[PROBLEM TO SOLVE] Copy the data below verbatim, line for line, with no changes.

[ENTRIES]
::::::

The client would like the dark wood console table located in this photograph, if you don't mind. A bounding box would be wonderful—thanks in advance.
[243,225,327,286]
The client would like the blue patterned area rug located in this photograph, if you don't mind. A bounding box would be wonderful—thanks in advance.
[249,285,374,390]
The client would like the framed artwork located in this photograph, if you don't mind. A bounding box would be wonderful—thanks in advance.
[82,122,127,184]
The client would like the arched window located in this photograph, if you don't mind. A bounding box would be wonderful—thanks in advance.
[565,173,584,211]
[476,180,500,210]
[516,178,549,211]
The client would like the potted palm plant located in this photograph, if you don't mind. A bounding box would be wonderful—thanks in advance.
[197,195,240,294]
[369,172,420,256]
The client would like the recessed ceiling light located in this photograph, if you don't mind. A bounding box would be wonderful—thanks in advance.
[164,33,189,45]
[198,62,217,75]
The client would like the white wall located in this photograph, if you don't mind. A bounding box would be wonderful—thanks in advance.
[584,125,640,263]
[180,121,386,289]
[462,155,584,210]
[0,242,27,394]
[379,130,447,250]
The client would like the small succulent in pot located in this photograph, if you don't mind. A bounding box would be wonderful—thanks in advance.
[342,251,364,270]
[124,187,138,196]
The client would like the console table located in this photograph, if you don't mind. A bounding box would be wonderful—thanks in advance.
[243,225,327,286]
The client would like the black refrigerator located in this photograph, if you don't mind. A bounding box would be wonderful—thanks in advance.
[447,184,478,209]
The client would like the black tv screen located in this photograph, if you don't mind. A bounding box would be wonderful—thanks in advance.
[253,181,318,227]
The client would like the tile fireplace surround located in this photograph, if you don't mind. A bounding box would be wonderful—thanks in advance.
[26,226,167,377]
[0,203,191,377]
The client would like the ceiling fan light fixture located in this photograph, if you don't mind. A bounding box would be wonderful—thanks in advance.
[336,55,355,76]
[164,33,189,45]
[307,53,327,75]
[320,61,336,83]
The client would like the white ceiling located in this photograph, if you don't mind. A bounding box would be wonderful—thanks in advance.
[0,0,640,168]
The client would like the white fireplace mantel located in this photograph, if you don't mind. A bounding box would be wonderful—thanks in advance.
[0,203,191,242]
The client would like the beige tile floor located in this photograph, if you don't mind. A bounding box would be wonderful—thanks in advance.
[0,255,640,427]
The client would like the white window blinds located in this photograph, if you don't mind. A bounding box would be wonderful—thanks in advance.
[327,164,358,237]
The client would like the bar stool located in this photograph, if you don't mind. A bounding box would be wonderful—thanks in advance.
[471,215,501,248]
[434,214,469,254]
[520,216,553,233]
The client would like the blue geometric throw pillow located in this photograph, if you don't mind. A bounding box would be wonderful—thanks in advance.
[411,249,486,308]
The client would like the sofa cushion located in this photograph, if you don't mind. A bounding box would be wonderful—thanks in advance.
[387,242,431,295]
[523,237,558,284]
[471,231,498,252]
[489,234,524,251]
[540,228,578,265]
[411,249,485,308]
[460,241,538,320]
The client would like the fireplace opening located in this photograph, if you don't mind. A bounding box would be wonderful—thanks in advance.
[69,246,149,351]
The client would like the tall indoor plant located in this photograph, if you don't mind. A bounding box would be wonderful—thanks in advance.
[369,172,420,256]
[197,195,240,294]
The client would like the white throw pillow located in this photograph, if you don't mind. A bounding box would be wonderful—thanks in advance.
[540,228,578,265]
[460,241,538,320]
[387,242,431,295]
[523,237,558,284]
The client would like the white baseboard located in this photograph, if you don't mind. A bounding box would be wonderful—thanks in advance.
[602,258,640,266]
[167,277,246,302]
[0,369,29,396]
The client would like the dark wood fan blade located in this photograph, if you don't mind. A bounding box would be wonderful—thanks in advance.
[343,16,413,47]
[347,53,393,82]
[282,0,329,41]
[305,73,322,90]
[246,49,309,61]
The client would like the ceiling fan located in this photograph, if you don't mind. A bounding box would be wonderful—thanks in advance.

::::::

[EXPECTED ANSWER]
The client would like the dark wood console table located in this photograph, if you don't mind. A bounding box would be wonderful—thanks in advance.
[243,225,327,286]
The client would like the blue patterned area rug located in this photograph, if you don't mind. A bounding box would be wonderful—thanks in advance.
[249,285,374,390]
The client would like the framed artwork located in this photograph, if you don't mind. A bounding box would be wonderful—thanks in advance.
[82,122,127,184]
The client would like the arched window located in this photograph, if you don't mind. A bounding box would be wonderful—thanks in advance.
[565,173,584,211]
[476,180,500,210]
[516,178,549,211]
The client would like the potted palm plant located in this photograph, if you don't mind. A bounding box would be wonderful—thanks in advance.
[197,195,240,294]
[369,172,420,256]
The client would like the recessed ceiling light located in this photograph, if you don't mind. A bounding box would be wonderful—thanks in advance.
[164,33,189,45]
[198,62,217,75]
The client would like the white wall located in this photograph, if you don't mind. A bounding box would be wonderful—thanks in advance.
[584,125,640,263]
[180,121,386,289]
[462,155,584,210]
[0,242,27,394]
[379,130,447,250]
The client would like the small succulent in pot located in this photograph, if you don't mind. A bounding box would be wonderful—thanks in advance.
[342,251,364,270]
[124,187,138,196]
The client would like the console table located in this photograph, if you don't mind. A bounding box would be wonderful—thanks in advance.
[243,225,327,286]
The client would like the black refrigerator located in this photograph, if you don't mind. A bounding box would be wonderful—thanks in advance.
[447,184,478,209]
The client would like the black tv screen located in this photograph, if you don't mind. A bounding box would be wonderful—thanks in advance.
[253,181,318,227]
The client would like the tile fireplace surround located in this photograph, if you don't mind. A bounding box would be wonderful—thanks in advance.
[26,226,167,377]
[0,203,191,377]
The client would like the ceiling fan light fixture located in this photograph, if you don't mind. A bounding box would be wonderful—thanks in advance.
[336,55,355,76]
[164,33,189,45]
[307,53,327,75]
[320,61,336,83]
The client would like the white ceiling located in this photograph, if you don't mind. A bounding box would be wonderful—thanks in advance.
[0,0,640,168]
The client would like the white fireplace mantel located in this photograph, if you don't mind. A bounding box would be wonderful—thanks in advance.
[0,203,191,242]
The client would like the beige tile floor located in this photograph, if you don't mind. A bounding box would be wonderful—thanks in advance.
[0,255,640,427]
The client would like the white window blinds located in this photograph, if you don't mind. A bounding box would be wonderful—thanks in advance.
[327,164,358,237]
The client would like the bar stool located in this photograph, if you don't mind. A bounding box would be wonderful—thanks in advance.
[471,215,501,248]
[434,214,469,254]
[520,216,553,233]
The client would like the blue geometric throw pillow located in this photograph, if you don't mind. A bounding box would be wonderful—thanks in advance.
[411,249,486,308]
The client would like the sofa cushion located in this photograph, if you don't mind. A bounding box would be wonderful—thanks in advance.
[387,242,431,295]
[523,237,558,284]
[471,231,498,252]
[489,234,524,251]
[540,228,578,265]
[411,249,485,308]
[460,241,538,320]
The client would like the fireplace opening located in this photograph, if you don't mind. A bounding box would be wonderful—thanks in advance.
[69,246,149,351]
The client would like the tall indoor plant located in this photograph, if you don't mind. A bounding box would be wonderful—thanks in advance.
[369,172,420,256]
[197,195,240,294]
The client would like the white throw pillow located in this photograph, if you don't mind. A bounding box would be wonderful—thanks in advance.
[540,228,578,265]
[460,241,538,320]
[387,242,431,295]
[523,237,558,284]
The client would like the white baseboard located in this photograph, if you don't mind. A bounding box would be wonderful—thanks in advance.
[602,258,640,266]
[167,277,246,302]
[0,369,29,396]
The client would like the dark wood fan blade located in this photograph, if you don't mind. A bounding box would be wonderful—thanks in advance.
[343,16,413,47]
[347,53,393,82]
[282,0,329,41]
[305,73,322,90]
[246,49,309,61]
The client would like the ceiling fan located in this photograph, if you don't mind. A bounding box would be wonderful—thanks in advance.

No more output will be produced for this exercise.